— PROBLEM STATEMENT —
Repeat each record word for word.

— RECORDS SHOWN —

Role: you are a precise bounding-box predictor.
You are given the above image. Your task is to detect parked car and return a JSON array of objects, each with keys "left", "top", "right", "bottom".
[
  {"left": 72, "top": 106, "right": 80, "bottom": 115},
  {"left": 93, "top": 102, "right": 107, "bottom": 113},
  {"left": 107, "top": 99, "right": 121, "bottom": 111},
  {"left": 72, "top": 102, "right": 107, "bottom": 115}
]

— ANSWER AREA —
Role: you are a precise bounding-box predictor.
You are given the above image. Your task is to detect parked car and return a JSON array of objects, each with keys "left", "top", "right", "bottom".
[
  {"left": 72, "top": 106, "right": 80, "bottom": 115},
  {"left": 93, "top": 102, "right": 107, "bottom": 113},
  {"left": 107, "top": 99, "right": 121, "bottom": 111},
  {"left": 72, "top": 102, "right": 107, "bottom": 115}
]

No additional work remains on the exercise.